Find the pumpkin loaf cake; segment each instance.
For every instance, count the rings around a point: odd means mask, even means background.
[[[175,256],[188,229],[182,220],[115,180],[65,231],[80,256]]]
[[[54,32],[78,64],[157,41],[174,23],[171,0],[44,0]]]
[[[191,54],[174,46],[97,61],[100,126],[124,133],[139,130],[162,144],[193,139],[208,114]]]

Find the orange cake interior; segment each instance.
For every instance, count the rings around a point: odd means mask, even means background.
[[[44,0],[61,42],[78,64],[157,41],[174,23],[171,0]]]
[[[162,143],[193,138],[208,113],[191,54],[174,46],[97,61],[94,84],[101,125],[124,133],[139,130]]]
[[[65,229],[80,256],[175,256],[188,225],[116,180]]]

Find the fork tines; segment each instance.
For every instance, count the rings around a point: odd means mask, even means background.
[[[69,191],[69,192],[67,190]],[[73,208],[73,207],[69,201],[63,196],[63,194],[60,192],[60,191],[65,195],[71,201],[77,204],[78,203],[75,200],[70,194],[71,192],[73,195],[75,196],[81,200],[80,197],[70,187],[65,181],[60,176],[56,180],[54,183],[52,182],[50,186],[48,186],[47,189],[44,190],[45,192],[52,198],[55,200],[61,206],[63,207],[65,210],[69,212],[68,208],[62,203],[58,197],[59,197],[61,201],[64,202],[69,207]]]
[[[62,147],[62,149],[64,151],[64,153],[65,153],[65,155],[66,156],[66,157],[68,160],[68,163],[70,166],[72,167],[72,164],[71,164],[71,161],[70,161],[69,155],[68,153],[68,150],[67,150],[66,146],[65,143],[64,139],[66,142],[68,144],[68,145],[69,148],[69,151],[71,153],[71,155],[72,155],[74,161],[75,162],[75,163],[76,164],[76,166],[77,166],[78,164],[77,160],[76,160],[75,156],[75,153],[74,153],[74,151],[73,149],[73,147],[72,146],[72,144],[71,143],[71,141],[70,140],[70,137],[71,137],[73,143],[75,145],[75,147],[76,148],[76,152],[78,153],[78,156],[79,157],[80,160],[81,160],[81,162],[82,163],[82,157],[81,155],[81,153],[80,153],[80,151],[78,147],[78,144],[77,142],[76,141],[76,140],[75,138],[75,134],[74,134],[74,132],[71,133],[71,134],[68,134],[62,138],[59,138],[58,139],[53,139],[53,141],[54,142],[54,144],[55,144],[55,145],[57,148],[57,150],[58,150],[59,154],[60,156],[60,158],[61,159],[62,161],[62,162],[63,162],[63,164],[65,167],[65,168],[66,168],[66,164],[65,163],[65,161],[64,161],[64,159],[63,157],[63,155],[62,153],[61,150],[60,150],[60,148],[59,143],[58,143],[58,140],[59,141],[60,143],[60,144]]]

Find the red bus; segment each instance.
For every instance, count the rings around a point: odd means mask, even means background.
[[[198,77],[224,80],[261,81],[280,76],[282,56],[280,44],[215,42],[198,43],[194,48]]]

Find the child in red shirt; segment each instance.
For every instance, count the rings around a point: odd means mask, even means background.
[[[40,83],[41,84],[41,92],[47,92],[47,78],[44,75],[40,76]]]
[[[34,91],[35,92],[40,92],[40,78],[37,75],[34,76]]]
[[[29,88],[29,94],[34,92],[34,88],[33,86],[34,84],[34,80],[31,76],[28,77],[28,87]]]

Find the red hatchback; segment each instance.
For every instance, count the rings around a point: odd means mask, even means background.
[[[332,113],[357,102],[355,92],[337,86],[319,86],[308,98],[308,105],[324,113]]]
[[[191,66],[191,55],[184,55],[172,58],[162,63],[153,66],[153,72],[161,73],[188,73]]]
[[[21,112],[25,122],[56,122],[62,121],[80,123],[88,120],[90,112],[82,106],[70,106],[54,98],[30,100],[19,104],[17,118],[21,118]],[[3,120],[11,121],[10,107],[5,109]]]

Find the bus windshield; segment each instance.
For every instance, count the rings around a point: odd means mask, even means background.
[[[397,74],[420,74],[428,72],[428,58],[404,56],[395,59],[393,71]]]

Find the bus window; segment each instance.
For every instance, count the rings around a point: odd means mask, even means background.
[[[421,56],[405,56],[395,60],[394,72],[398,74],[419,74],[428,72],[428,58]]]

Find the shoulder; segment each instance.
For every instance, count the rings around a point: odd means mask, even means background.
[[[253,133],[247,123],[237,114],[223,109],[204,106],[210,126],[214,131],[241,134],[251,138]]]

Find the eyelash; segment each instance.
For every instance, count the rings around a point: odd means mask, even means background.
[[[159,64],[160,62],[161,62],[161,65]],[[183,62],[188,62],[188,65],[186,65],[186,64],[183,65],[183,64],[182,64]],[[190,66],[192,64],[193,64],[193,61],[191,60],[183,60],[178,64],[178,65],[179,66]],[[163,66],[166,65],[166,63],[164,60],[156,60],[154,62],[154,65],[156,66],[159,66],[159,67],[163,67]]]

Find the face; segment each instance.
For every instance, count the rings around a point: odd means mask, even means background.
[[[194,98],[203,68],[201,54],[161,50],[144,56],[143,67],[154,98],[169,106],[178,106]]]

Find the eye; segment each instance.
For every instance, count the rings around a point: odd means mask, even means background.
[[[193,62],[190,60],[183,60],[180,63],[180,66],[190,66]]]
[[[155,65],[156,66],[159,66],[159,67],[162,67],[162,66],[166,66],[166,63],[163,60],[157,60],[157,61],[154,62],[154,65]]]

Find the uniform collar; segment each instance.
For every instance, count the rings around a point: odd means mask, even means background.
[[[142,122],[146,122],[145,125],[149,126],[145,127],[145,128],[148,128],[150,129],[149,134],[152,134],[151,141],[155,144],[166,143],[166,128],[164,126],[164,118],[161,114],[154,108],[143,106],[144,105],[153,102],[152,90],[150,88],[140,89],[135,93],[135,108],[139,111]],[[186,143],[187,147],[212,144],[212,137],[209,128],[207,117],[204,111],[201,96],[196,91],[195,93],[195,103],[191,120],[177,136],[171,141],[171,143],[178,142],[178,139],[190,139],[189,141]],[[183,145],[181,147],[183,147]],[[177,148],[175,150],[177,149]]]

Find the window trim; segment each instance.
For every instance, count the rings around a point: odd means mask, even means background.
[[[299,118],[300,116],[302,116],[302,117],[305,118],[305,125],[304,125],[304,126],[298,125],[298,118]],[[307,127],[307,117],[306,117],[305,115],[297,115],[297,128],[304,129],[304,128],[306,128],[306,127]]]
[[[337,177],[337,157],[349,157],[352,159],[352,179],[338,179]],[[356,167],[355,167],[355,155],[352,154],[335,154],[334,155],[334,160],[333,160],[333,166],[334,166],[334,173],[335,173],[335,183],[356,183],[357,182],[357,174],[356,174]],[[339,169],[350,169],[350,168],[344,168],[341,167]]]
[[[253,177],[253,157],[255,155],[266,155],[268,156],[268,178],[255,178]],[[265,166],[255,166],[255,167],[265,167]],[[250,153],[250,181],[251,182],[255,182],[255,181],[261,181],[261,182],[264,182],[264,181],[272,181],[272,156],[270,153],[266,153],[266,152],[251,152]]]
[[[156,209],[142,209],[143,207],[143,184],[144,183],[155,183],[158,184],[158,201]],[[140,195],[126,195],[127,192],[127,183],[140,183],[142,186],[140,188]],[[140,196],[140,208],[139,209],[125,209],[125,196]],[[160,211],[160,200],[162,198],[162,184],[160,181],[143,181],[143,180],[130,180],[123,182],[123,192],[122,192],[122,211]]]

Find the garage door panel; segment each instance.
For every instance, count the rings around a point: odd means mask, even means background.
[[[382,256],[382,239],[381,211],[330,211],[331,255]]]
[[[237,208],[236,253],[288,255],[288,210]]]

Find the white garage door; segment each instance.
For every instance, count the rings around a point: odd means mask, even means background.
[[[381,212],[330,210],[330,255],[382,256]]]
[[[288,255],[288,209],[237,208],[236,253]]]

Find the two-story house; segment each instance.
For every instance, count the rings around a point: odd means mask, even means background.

▶ **Short exercise**
Starting at the line that contains "Find the white" and ending at the last of the lines, write those lines out again with "two-story house" switched to "two-story building" and everything else left the same.

▶ **Right answer**
Find the white garage door; segment each instance.
For every instance, count the rings around a point: odd means mask, even means background.
[[[381,212],[330,210],[330,255],[382,256]]]
[[[288,255],[288,209],[237,208],[236,253]]]

Find the two-story building; segment each instance.
For every instance, count the rings around a point: odd means mask, even means background.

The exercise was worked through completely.